→ Set exercise
Copy every line of the data below word for word, in the same order.

········

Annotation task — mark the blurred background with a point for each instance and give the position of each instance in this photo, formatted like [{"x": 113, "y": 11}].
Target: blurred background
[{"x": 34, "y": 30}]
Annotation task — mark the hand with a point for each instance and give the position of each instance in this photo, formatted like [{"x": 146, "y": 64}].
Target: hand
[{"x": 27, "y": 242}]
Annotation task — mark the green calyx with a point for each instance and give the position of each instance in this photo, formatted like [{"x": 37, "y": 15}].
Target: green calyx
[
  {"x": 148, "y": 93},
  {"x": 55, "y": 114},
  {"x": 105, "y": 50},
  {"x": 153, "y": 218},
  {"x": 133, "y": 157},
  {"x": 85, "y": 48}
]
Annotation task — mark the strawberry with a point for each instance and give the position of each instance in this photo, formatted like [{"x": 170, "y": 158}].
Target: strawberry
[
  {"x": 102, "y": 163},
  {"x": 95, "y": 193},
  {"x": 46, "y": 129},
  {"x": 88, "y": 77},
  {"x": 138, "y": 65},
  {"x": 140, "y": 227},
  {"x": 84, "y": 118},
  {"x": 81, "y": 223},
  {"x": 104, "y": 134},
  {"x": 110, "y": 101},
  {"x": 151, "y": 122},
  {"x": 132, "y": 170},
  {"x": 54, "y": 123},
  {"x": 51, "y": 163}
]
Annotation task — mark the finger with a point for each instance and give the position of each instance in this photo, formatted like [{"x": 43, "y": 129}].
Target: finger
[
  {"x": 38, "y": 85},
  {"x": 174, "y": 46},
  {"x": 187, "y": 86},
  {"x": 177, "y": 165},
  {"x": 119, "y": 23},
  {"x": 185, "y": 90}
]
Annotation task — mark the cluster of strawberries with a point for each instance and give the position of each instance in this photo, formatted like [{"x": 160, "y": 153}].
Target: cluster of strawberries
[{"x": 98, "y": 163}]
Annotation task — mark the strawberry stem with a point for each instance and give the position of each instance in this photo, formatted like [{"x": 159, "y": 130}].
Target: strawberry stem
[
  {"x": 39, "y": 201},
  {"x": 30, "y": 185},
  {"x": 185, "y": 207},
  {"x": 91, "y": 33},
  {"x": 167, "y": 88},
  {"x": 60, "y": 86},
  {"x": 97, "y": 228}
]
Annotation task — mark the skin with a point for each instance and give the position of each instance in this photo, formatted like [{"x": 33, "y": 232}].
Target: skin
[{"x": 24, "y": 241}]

········

→ Written response
Annotation task — mark the blurred background with a point for each instance and give the position of each instance in this photo, formatted like [{"x": 113, "y": 11}].
Target: blurred background
[{"x": 34, "y": 30}]
Annotation task — mark the hand with a point for each instance and give the position of each instance in this photo, formatted like [{"x": 146, "y": 64}].
Target: hand
[{"x": 27, "y": 242}]
Annotation task — mark the green calyx with a point for each instance and give the position of each instance in this photo, formatted like [{"x": 37, "y": 15}].
Target: green calyx
[
  {"x": 148, "y": 93},
  {"x": 55, "y": 114},
  {"x": 105, "y": 50},
  {"x": 153, "y": 218},
  {"x": 133, "y": 157},
  {"x": 85, "y": 48}
]
Annotation task — mark the strawberry with a point for each instance and give the position of each instance in this photo, formatted like [{"x": 170, "y": 158}].
Target: strawberry
[
  {"x": 102, "y": 163},
  {"x": 95, "y": 193},
  {"x": 46, "y": 129},
  {"x": 88, "y": 77},
  {"x": 138, "y": 65},
  {"x": 140, "y": 227},
  {"x": 84, "y": 118},
  {"x": 81, "y": 223},
  {"x": 104, "y": 134},
  {"x": 110, "y": 101},
  {"x": 151, "y": 122},
  {"x": 132, "y": 170},
  {"x": 54, "y": 123},
  {"x": 51, "y": 163}
]
Annotation task — mark the finger with a point for each instance and give the position of each instance in this photo, formatted like [{"x": 43, "y": 129}].
Target: finger
[
  {"x": 38, "y": 85},
  {"x": 174, "y": 46},
  {"x": 187, "y": 86},
  {"x": 177, "y": 165},
  {"x": 119, "y": 23},
  {"x": 185, "y": 90}
]
Annotation task — mark the cluster of strawberries with a point for each instance and give the position of each instance in this photo, formatted like [{"x": 160, "y": 153}].
Target: cluster of strawberries
[{"x": 98, "y": 163}]
Annotation task — mark the strawberry stem with a point for each instance and give the position of each instance in this photo, formatted like [{"x": 159, "y": 130}].
Target: strawberry stem
[
  {"x": 39, "y": 201},
  {"x": 30, "y": 185},
  {"x": 185, "y": 207},
  {"x": 91, "y": 33},
  {"x": 167, "y": 88},
  {"x": 60, "y": 86},
  {"x": 97, "y": 228}
]
Annotation task — mark the skin with a point for each instance and give the position of each instance in this photo, formatted like [{"x": 33, "y": 232}].
Target: skin
[{"x": 24, "y": 241}]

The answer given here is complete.